Image point annotation entries
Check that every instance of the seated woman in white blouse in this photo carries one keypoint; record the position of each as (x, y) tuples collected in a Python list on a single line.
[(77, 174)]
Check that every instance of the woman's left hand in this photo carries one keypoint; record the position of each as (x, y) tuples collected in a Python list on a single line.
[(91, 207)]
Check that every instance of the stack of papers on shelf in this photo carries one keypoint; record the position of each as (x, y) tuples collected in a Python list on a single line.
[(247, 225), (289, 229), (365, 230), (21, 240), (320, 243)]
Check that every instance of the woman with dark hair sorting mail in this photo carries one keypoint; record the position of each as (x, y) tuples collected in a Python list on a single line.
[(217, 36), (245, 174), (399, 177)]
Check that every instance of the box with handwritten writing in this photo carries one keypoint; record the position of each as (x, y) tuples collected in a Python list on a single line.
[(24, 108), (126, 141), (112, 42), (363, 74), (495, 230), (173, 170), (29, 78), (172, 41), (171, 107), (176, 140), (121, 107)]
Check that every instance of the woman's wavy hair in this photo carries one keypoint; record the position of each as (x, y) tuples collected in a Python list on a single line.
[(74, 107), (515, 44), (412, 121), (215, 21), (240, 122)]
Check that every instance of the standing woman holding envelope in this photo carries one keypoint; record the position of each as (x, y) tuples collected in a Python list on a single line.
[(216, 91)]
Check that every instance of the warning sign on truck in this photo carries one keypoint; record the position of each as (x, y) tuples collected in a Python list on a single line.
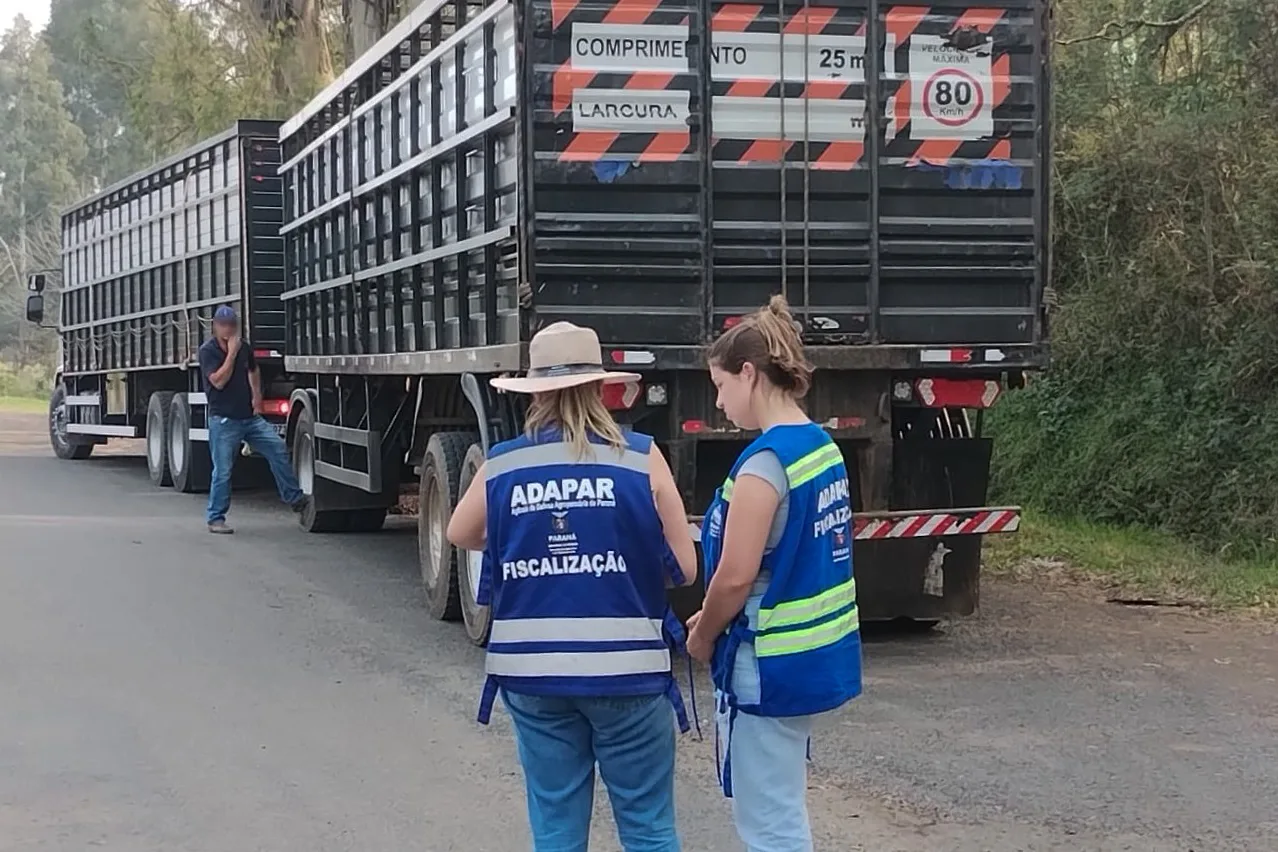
[(759, 55), (630, 110), (629, 47), (951, 91)]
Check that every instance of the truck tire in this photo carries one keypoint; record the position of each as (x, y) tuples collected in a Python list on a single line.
[(65, 445), (477, 618), (438, 492), (189, 461), (316, 517), (159, 410)]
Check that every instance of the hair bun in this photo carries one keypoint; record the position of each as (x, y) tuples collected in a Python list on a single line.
[(780, 308)]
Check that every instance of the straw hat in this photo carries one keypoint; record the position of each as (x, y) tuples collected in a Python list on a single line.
[(562, 355)]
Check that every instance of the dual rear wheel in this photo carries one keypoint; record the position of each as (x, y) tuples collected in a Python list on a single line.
[(450, 575), (173, 456)]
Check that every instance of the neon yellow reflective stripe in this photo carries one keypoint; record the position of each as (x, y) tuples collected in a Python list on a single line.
[(813, 465), (796, 612), (798, 641)]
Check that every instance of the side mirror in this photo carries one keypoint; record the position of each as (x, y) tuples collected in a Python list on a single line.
[(36, 308)]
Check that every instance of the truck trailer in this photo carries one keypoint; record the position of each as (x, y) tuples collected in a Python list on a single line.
[(656, 169), (145, 263)]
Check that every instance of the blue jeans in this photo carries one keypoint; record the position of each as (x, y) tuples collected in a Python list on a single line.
[(769, 779), (631, 738), (225, 436)]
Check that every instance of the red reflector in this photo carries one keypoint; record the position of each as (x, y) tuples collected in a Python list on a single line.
[(277, 408), (621, 396), (957, 392)]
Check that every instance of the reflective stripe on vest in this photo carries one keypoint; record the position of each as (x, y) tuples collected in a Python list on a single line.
[(804, 470), (578, 598), (805, 609), (559, 454), (796, 641)]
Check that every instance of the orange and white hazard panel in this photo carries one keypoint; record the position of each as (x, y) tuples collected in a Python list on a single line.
[(625, 81), (784, 90)]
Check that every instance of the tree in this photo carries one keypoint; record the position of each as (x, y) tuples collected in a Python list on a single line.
[(41, 151), (99, 49), (212, 61)]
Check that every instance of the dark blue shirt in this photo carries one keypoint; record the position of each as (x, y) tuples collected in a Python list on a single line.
[(235, 399)]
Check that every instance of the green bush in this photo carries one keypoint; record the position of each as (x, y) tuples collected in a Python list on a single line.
[(1162, 403), (28, 382)]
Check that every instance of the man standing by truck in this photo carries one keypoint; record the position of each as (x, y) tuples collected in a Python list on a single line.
[(233, 385)]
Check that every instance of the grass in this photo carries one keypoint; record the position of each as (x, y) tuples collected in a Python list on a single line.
[(22, 405), (1138, 561)]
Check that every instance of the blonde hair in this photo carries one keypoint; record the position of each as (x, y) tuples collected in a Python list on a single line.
[(579, 413), (768, 340)]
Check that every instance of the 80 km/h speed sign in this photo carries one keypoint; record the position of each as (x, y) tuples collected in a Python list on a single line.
[(952, 97), (951, 91)]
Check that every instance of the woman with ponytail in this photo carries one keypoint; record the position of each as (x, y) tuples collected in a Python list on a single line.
[(780, 623)]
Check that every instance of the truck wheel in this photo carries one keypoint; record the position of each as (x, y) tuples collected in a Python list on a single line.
[(477, 617), (65, 446), (438, 492), (189, 461), (315, 517), (157, 438)]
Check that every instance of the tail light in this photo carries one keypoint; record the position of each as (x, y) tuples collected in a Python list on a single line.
[(621, 396), (957, 392)]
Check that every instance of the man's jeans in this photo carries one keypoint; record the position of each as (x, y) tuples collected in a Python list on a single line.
[(225, 437), (631, 738)]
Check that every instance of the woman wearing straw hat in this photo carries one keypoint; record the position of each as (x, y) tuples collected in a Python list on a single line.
[(583, 530)]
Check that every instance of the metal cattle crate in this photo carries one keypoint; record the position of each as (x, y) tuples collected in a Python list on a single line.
[(656, 169), (148, 259)]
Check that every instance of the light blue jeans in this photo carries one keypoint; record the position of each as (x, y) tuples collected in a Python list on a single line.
[(225, 436), (768, 759), (633, 741)]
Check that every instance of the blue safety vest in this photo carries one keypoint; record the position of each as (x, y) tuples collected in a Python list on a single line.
[(577, 566), (807, 632)]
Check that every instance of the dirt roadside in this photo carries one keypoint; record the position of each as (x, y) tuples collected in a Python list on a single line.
[(1052, 721)]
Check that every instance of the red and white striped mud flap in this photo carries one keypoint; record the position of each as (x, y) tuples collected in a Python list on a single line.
[(923, 524), (915, 524)]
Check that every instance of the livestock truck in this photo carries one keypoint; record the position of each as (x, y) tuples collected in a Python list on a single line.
[(145, 263), (656, 169)]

* [Task to carry out]:
Revise all of the records above so that "keypoint" becomes "marker" everywhere, with nothing else altered. Leave the pictures out of your version.

* [Exercise response]:
Check that every instance of the seated woman in white blouse in this photo carries one marker; record the position of each as (x, y) tuples collected in a Python list on a single line.
[(77, 174)]
Check that every instance of the woman's left hand in this photo carries one marker; record the position of each as (x, y) tuples collected in a Python list on a single line.
[(91, 207)]
Check that every instance of the stack of papers on shelf in this photo carries one marker; record the position of each as (x, y) tuples collected in a Python list on a single line.
[(247, 225), (289, 229), (365, 230), (21, 240), (320, 243)]
Check that every instance of the woman with dark hair sorting mail in this photo carries one marker; record the position of each as (x, y) tuples collected in a Python list on a single line.
[(217, 36), (245, 174), (399, 177)]
Check that every instance of the box with handwritten writing in this photo carries one marker; record the position of each as (x, y) tuples collected in a Python list on a single line.
[(24, 108), (126, 141), (112, 42), (363, 74), (495, 230), (173, 170), (29, 78), (172, 41), (171, 107), (176, 140), (121, 107)]
Check that every instance of the woman's wavy hair in this photo carries one marker; record the position of each as (x, y) tuples collected in a Python list on a single line.
[(74, 107), (515, 44), (412, 121), (215, 21), (240, 122)]
Check that every instance of the standing woman holding envelope in this photo carries one marker; record the position of each as (x, y) tuples collected in a Python list on a single line.
[(216, 91)]
Check that every instance of the warning sign on truck in this photo carries one marker; record the position of each as (x, y) tuples collected in a Python list on a single line.
[(759, 55), (630, 110), (629, 47), (951, 91)]
Check that every instance of the truck tire in this photo carries one marker; record the position of each as (x, y) tuples collected in a Python list on a single line.
[(65, 445), (477, 618), (438, 492), (189, 461), (316, 517), (159, 410)]
Check that every instance of the hair bun in this photo carries one marker; record the position of each as (x, y) tuples collected in a Python list on a single line.
[(780, 308)]
Check that every instance of the straw hat in this photo carries one marker; record the position of each as (x, y) tuples collected in a Python list on a single line.
[(562, 355)]
Check that every instance of the dual rear wheel in this photo carries one marker; record the position of each as (x, y) tuples collected in a Python list on a single line.
[(450, 575), (173, 456)]
Check that every instance of the neon yellow reflective stripe in this photo carries one marker; record the position of each as (x, y) tuples collected in a Python list on a single line.
[(813, 465), (796, 612), (798, 641)]
Check that every instance of the side mirror in this photo carries one marker; record the position of each as (x, y) tuples collected in a Python list on a single line.
[(36, 308)]
Check that every instance of the truck trailer in this photo carries one marker; record the position of each as (x, y) tuples collected in a Python list on a single line.
[(656, 169), (145, 263)]
Check that every instance of the blue jeans in this photo carries one marker; record the position of each as (x, y) tuples collected in a Python list on a single line.
[(769, 779), (631, 738), (225, 436)]
Check that every instance of the red reflector in this photo carries one marker; record the position of each as (x, y) tuples collected in a Python list on a single line.
[(277, 408), (621, 396), (957, 392)]
Check that every instance of the reflective stripe on vest in this photo carries one marker; record the position of each as (x, y) tuples collected in a Python list on a single line.
[(804, 470), (578, 598), (805, 609), (559, 454), (796, 641)]
Check that every instance of the orange and white hazard panel in this photo carries one marker; record the position of each as (x, y) tuples collected in a Python list on a single line.
[(625, 81), (784, 90)]
Check that every instance of the tree in this photo carries one marker; record the position of each as (x, y) tuples collected in a Python list on a single line.
[(41, 151), (99, 49), (212, 61)]
Check that every instance of the dark blue shirt in this photo carries one marker; record the position of each as (x, y) tuples collected in a Python list on a single line.
[(235, 399)]
Check that every instance of the green bush in this photo carries one marker; record the position of each as (x, y) tuples collected in a Python list on a single line.
[(1162, 403), (28, 382)]
Check that every instance of the man standing by truck in this photo carries one marker; record the position of each as (x, y) tuples collected in a Python list on a single line.
[(233, 385)]
Check that every instance of the grass in this photo carries one marker; record the position of each as (x, y) tuples collected in a Python list on a single line.
[(22, 405), (1138, 561)]
Check that every instance of the blonde hair in this photo carries one marker; record the position of each as (x, y) tuples collected in a Python list on a single line.
[(579, 413), (768, 340)]
Check that every instance of the 80 km/h speed sign in this photo carries one marker; record the position of each as (x, y) tuples collected in a Python list on a single line.
[(952, 97), (951, 91)]
Check that every instance of the woman with ponytail in this photo carries one marker; record the position of each as (x, y) tuples collected in a Python list on a single line.
[(780, 623)]
Check that every instance of the truck wheel in this photo carries one marker; record the position of each as (x, y) tuples collected in a Python list on a single line.
[(477, 617), (65, 446), (438, 492), (189, 461), (315, 517), (157, 438)]
Check that every instance of the tail light in this photo carries one marker; record the position of each as (x, y) tuples collected in a Python list on a single line.
[(621, 396), (957, 392)]
Check that every instance of the man's jeans in this photo carries one marker; record the position of each as (x, y) tuples collected in a Python list on a single line.
[(225, 437), (631, 738)]
Check that every instance of the woman wearing straw hat in this photo carries one marker; record the position of each as (x, y) tuples collected in a Python list on a single line.
[(583, 530)]
Check that every instance of the metal cattle crate in this photo carries one marker; record the position of each as (x, y) tuples collected in a Python list on a single line.
[(656, 169), (148, 259)]
Check that every instance of the light blue jeans in this photo carries one marker; record the position of each as (x, y) tuples collected in a Python list on a single line.
[(225, 436), (768, 759), (633, 741)]
Check that every instance of the blue safety vest in this photo carries one marker; record the position of each as (x, y) tuples collected in a Python list on a single line.
[(577, 566), (807, 632)]
Check that every instance of the dirt roadside in this photo carries one marker; record the position of each as (x, y) tuples collected in a Python list on a single line.
[(1052, 721)]
Check that every instance of the red and white striped mud flap in this photo carries one marker; record the position of each as (x, y) tuples collected in a Python list on a single line.
[(923, 524), (915, 524)]
Check that every instance of the livestock truck in this photo carries one marker; record the position of each as (x, y) tuples collected in a Python list on a single line.
[(145, 263), (656, 169)]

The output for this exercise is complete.